Task to carry out: Set down again exactly the lines of the listing below that fall between the line holding "Target: basket of potatoes" and the line holding "Spot the wooden fence post", inclusive.
=-=-=-=-=
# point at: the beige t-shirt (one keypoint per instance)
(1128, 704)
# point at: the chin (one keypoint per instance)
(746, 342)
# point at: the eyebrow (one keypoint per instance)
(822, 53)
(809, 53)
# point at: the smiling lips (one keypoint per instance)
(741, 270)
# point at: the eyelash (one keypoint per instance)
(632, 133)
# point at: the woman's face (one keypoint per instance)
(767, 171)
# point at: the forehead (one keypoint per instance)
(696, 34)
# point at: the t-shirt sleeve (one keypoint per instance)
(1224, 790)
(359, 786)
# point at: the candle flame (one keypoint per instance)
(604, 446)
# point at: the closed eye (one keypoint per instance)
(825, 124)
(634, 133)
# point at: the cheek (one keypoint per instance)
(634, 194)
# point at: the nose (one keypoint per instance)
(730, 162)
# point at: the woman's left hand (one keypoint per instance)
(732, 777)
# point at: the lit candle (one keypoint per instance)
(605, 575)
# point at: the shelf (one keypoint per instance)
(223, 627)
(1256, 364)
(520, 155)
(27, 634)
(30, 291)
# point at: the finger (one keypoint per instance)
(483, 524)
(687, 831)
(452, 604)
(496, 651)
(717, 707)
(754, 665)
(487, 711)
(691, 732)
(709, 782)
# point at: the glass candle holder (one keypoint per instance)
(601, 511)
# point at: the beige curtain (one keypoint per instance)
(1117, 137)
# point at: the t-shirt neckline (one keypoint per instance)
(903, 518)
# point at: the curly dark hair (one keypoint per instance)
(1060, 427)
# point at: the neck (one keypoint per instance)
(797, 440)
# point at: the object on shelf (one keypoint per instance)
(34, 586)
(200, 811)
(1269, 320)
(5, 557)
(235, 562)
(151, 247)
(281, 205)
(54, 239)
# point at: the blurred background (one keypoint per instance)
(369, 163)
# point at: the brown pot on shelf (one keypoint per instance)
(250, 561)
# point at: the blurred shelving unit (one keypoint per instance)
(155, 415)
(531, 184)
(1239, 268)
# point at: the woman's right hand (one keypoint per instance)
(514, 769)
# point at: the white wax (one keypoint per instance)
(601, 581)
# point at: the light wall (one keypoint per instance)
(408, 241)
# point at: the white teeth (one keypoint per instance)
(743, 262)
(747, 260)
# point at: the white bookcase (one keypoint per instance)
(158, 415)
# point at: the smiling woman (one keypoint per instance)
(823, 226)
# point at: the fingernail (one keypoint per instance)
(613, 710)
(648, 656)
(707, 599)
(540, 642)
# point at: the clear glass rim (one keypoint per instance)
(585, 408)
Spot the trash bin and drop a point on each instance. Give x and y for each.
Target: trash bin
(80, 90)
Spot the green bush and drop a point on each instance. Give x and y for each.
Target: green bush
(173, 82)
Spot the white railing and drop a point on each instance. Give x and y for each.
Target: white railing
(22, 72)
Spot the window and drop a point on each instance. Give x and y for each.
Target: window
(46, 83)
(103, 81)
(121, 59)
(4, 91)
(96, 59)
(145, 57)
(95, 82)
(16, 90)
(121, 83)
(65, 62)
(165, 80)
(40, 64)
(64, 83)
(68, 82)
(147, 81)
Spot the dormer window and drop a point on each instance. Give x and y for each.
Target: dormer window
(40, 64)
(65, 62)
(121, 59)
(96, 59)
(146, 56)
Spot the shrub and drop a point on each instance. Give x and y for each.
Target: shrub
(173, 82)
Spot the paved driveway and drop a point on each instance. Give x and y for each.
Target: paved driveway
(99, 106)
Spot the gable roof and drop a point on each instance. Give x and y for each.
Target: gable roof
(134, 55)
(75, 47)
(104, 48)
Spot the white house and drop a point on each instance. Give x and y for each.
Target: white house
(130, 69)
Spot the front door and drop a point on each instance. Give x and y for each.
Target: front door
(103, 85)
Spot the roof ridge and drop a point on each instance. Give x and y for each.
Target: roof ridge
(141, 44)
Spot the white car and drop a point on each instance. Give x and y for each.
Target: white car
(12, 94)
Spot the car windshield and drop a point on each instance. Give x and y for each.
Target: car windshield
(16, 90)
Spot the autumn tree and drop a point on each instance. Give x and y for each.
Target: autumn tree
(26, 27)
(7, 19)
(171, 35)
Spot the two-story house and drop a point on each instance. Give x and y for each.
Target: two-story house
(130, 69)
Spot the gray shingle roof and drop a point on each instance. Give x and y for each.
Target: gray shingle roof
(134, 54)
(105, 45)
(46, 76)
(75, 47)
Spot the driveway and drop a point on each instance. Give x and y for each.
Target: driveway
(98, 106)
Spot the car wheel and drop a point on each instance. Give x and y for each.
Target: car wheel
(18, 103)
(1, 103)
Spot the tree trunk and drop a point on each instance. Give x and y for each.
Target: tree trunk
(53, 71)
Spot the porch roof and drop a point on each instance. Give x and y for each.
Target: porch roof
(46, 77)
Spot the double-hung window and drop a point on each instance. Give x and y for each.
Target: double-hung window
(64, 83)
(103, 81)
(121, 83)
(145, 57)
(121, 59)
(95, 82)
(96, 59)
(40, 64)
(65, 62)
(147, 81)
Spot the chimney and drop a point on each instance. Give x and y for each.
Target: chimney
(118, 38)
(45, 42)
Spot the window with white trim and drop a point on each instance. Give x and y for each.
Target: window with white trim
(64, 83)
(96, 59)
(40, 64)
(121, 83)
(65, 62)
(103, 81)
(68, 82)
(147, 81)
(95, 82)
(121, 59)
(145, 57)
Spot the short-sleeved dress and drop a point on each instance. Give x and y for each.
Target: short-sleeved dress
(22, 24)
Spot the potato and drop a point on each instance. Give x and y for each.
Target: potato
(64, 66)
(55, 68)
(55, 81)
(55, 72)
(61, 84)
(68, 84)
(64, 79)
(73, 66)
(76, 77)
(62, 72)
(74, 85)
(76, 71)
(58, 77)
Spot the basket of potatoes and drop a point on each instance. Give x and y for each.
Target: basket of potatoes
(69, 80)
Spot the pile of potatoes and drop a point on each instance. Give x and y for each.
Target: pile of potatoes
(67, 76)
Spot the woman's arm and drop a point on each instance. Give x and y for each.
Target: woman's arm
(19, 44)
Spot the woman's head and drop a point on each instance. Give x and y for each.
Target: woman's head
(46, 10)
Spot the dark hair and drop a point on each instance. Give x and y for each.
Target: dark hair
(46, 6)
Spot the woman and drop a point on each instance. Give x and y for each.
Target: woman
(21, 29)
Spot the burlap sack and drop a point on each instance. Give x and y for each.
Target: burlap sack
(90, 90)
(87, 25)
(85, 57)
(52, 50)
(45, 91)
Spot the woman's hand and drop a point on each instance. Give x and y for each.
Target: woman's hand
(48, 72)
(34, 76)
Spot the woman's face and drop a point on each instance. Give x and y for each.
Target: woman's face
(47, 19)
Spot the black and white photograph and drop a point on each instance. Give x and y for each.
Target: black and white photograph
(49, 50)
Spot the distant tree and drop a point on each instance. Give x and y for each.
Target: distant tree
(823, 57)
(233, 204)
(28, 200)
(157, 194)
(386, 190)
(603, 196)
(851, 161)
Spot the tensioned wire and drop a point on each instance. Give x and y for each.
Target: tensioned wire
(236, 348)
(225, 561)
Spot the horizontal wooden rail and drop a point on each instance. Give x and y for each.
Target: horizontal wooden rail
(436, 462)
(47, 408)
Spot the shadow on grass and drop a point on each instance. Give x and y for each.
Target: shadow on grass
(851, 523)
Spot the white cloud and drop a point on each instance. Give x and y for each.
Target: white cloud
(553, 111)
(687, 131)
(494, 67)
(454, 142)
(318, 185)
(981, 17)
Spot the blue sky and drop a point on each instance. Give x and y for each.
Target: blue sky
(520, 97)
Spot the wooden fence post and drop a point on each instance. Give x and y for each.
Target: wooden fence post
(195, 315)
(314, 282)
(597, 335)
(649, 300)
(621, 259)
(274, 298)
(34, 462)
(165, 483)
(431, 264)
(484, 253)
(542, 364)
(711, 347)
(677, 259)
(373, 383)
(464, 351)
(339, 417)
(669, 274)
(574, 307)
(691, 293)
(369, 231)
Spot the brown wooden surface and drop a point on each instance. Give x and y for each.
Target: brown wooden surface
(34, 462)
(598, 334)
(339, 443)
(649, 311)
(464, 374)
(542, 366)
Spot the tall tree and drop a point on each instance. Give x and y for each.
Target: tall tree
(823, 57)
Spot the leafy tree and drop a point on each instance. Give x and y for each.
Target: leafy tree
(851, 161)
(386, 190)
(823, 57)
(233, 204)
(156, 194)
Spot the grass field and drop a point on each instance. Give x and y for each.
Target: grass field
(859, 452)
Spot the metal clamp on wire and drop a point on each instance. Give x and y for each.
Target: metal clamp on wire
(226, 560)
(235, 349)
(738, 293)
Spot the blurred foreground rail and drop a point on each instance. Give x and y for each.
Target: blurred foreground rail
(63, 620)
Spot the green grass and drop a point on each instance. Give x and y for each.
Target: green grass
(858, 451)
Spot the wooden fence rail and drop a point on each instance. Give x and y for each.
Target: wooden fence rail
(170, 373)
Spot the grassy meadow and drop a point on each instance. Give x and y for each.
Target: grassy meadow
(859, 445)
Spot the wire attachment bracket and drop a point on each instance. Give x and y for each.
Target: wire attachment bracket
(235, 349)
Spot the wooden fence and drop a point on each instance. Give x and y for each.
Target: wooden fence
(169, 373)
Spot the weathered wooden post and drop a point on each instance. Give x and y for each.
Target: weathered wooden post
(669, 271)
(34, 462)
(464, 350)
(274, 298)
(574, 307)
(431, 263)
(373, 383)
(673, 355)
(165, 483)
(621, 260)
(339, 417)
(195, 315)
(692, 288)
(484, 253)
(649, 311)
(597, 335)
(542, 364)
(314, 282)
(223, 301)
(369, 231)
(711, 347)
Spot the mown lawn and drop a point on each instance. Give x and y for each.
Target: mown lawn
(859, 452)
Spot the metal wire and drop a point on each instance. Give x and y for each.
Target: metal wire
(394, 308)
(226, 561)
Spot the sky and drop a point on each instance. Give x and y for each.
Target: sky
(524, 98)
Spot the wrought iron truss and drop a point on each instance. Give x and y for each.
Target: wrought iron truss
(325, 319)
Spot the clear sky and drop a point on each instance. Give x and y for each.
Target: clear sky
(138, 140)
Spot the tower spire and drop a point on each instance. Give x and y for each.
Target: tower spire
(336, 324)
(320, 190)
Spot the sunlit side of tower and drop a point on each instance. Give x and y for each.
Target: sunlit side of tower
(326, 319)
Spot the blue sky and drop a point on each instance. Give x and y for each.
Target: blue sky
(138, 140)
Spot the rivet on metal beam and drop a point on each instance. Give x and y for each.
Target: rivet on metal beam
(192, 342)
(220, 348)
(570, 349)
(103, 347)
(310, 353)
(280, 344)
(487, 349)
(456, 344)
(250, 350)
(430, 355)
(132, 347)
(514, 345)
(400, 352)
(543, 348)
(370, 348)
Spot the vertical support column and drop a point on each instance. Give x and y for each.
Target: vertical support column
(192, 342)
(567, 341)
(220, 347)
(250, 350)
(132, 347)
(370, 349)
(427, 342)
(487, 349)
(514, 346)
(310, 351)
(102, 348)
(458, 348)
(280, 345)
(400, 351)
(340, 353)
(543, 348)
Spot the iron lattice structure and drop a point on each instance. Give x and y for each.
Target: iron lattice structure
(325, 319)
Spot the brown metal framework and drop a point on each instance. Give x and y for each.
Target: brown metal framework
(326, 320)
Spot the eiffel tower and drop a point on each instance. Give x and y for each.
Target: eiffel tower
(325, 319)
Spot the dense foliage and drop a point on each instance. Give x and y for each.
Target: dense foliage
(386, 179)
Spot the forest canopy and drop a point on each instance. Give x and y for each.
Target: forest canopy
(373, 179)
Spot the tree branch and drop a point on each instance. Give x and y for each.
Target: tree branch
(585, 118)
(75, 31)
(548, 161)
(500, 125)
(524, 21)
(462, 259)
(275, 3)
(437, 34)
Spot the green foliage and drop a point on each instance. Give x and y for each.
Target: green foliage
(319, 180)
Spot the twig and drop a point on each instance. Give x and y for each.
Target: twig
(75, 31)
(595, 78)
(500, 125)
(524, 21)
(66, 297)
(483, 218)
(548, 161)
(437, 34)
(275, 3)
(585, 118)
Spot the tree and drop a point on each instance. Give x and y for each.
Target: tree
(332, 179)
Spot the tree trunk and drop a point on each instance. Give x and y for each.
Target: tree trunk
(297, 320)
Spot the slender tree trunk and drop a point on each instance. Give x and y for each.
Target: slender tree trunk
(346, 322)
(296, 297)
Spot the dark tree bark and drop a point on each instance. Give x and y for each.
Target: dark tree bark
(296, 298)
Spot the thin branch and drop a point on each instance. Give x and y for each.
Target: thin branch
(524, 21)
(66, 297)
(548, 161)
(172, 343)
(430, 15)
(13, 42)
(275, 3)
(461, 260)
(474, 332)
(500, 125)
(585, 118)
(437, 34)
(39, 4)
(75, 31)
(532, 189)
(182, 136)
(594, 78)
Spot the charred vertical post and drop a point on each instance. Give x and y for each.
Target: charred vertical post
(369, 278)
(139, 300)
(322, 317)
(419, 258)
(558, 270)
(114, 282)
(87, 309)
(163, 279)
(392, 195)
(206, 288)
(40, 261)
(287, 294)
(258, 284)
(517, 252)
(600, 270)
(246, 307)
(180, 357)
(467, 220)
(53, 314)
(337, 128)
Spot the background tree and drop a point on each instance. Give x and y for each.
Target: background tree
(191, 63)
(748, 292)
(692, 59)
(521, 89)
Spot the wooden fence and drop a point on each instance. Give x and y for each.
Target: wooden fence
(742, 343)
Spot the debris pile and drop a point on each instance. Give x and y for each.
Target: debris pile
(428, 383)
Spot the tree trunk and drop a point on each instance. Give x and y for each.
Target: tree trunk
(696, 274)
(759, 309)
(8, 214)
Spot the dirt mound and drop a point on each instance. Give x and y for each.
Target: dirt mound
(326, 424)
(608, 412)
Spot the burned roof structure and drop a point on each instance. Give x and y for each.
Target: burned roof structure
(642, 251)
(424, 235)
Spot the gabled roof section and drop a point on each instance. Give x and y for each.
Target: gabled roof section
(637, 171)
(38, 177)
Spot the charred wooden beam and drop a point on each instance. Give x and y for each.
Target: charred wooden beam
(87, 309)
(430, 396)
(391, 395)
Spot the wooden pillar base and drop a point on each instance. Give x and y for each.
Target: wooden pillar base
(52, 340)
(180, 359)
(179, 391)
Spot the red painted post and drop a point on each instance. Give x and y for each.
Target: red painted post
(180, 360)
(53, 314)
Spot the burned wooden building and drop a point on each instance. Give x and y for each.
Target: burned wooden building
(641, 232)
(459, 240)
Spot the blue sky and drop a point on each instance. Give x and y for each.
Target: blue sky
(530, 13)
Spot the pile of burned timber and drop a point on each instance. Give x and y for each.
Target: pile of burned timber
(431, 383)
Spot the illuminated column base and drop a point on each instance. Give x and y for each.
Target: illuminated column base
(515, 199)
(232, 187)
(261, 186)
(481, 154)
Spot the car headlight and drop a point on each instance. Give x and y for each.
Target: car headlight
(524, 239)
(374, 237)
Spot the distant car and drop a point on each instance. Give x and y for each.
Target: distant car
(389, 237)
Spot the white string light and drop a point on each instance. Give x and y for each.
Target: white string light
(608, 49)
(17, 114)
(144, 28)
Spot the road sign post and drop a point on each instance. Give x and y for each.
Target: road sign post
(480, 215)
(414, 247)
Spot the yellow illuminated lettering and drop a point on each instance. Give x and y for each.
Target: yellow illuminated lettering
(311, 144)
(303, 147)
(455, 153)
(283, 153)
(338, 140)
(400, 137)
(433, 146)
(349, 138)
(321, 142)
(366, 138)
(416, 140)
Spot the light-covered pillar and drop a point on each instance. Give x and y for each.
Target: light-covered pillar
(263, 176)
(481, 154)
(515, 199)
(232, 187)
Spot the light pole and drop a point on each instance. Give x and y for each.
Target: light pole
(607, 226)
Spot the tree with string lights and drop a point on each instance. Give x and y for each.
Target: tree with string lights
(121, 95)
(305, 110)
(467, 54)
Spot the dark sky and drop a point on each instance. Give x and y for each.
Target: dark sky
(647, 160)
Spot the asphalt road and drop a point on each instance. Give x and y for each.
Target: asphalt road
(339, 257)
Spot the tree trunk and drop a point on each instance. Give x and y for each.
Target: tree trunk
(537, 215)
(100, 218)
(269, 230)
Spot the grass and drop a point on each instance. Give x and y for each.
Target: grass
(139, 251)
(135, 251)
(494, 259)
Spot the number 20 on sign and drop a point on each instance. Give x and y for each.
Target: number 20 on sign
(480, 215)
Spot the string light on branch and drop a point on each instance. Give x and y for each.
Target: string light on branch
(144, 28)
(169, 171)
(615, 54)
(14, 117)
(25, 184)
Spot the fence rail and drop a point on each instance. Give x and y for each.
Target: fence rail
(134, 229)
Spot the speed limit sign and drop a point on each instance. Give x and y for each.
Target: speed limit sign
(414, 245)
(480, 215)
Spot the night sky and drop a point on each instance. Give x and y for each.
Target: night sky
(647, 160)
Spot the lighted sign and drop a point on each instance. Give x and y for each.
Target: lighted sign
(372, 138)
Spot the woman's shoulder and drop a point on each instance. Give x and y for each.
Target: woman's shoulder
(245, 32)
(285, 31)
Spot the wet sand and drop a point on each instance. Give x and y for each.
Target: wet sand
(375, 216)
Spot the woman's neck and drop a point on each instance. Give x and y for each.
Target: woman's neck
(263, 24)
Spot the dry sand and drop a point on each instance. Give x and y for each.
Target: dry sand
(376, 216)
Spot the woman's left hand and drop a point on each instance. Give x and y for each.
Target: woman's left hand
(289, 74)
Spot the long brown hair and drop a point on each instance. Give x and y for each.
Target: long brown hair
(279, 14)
=-=-=-=-=
Exercise result:
Target: basket of potatoes
(69, 80)
Spot the pile of potatoes and drop a point on each instance. Give x and y for each.
Target: pile of potatoes
(67, 76)
Spot the woman's arm and drop a point on each instance. Give x and y for each.
Target: woman's arm
(19, 44)
Spot the woman's head and drop a point on each instance. Give x and y for each.
Target: woman's head
(46, 10)
Spot the dark hair and drop a point on each instance. Give x and y for each.
Target: dark hair
(46, 6)
Spot the woman and drop a point on each instance. Give x and y for each.
Target: woman
(21, 29)
Spot the burlap sack and drop a point on each instance. Give x and y for each.
Target: burlap sack
(90, 90)
(87, 25)
(85, 57)
(52, 50)
(45, 91)
Spot the woman's hand and drop a point on each instance. Give x and y for each.
Target: woman's hand
(48, 72)
(34, 76)
Spot the woman's face and drop a point on each instance. Give x and y for each.
Target: woman's face
(47, 19)
Spot the black and white photograph and drop a point on each instance. Give x and y for each.
Target: black and white photograph
(49, 50)
Spot the distant tree and drop a point on each instance. Give x and y for each.
Target: distant tree
(823, 57)
(233, 204)
(28, 200)
(157, 194)
(386, 190)
(603, 196)
(851, 161)
Spot the tensioned wire and drop a point on each instance. Give x and y for each.
Target: tensioned wire
(236, 348)
(225, 561)
Spot the horizontal wooden rail and drop a point on each instance. Give x and y for each.
Target: horizontal wooden rail
(436, 462)
(47, 408)
Spot the shadow on grass and drop a point on each instance. Give x and y for each.
Target: shadow on grass
(851, 523)
Spot the white cloud and drop a point on each instance. Give x and y for each.
Target: white cloud
(553, 111)
(687, 131)
(494, 67)
(454, 142)
(318, 185)
(981, 17)
Spot the blue sky and drop a point on each instance. Give x and y for each.
Target: blue sky
(520, 97)
Spot the wooden fence post and drop a point on each instance. Give x and y for each.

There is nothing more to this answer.